■ TASK ITEM
With both ends included, repeat exactly the lines of the entries below from the one containing "flat roof building." down to the one containing "green grass field.", and no others.

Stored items
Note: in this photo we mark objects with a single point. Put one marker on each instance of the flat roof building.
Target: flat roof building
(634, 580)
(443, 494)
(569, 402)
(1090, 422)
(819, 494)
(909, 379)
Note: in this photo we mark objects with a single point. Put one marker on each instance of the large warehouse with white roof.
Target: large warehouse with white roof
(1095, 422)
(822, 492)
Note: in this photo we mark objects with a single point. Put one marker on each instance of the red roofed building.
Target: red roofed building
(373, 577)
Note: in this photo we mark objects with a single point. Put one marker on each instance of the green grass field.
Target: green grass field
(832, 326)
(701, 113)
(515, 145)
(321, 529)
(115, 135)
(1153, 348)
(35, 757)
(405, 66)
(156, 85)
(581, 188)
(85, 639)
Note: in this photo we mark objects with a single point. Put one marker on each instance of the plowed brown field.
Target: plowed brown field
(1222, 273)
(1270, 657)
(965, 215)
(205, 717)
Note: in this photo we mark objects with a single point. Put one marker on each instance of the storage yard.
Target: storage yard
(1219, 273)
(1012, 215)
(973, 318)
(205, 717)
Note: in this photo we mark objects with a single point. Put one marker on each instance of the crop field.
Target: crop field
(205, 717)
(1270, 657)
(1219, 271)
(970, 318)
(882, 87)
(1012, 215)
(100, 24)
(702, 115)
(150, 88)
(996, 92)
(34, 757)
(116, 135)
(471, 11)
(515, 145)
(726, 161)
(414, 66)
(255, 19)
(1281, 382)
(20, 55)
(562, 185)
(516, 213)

...

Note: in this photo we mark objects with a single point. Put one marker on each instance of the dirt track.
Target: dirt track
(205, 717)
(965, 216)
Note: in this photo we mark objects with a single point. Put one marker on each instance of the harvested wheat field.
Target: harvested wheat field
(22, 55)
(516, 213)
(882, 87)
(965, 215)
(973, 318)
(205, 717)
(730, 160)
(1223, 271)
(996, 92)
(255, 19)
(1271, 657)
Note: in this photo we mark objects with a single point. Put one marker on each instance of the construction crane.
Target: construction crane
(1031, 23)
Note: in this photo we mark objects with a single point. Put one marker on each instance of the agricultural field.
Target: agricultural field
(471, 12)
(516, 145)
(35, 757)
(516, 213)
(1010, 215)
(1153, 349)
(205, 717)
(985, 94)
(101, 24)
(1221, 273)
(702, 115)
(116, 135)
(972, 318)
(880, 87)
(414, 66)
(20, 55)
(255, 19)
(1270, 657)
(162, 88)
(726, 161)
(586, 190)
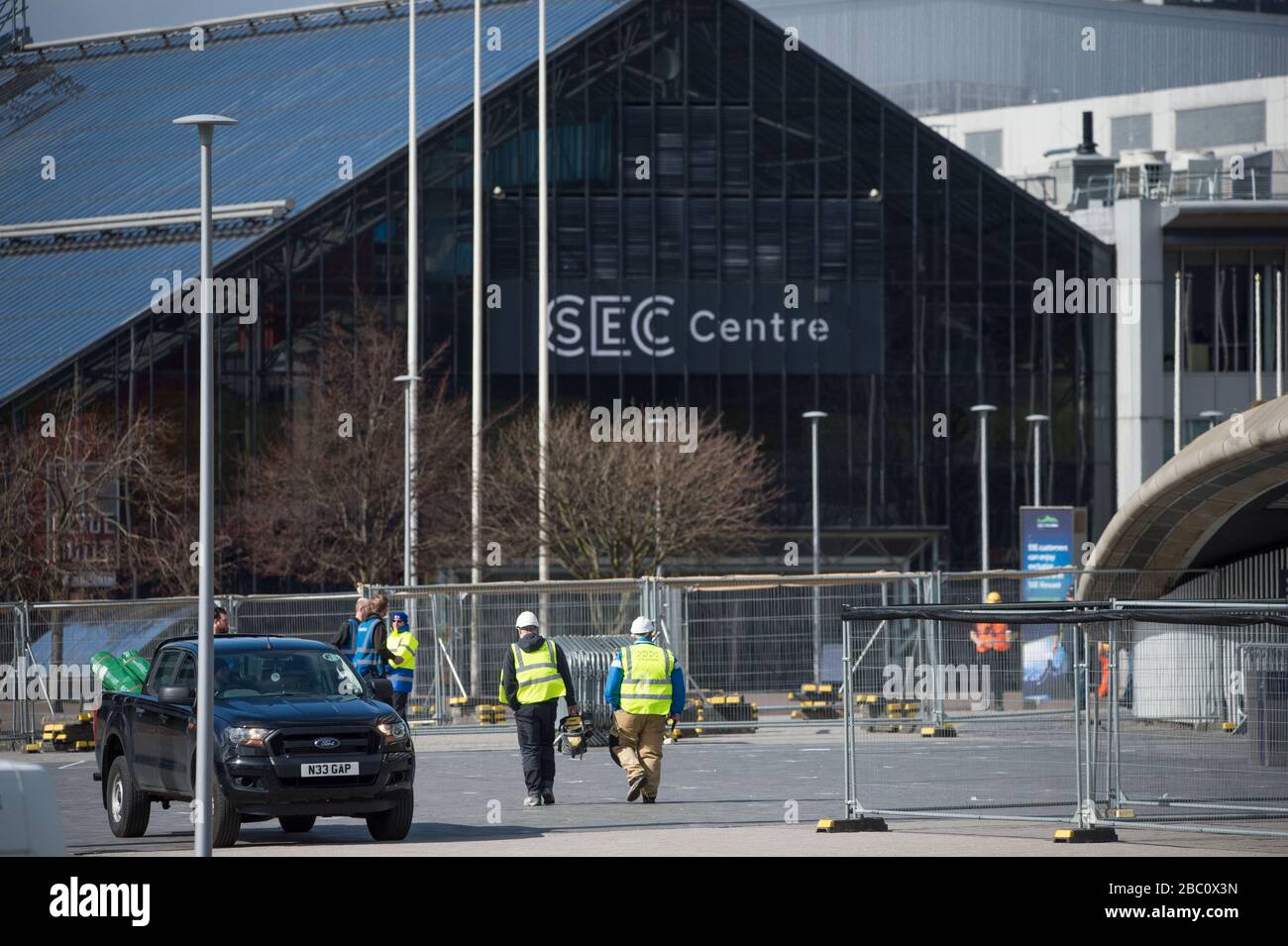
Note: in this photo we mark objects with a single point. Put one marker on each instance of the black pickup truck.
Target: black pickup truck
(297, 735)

...

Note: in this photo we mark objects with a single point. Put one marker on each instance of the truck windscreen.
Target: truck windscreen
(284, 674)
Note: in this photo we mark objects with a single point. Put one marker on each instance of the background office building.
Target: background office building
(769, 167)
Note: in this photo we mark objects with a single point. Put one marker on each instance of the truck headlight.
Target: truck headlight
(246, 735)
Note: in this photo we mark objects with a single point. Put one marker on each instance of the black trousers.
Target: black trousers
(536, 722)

■ RESULT
Note: in this photo we mark objects with a single point. Put one marker on each instance of the flat roof building.
Target: flat roof building
(634, 580)
(443, 494)
(569, 402)
(1090, 422)
(819, 494)
(909, 379)
Note: in this photo we mark objects with a single point. Put one marker on each instance of the large warehouse with white roof.
Target: large warehouse with white roof
(1095, 422)
(822, 492)
Note: in this photo we mark objects with a single point. Put one marker on each instance of the red roofed building.
Target: red roofed building
(373, 577)
Note: in this photo we mark objects with a single point. Put one marker on each instance of the green grass field.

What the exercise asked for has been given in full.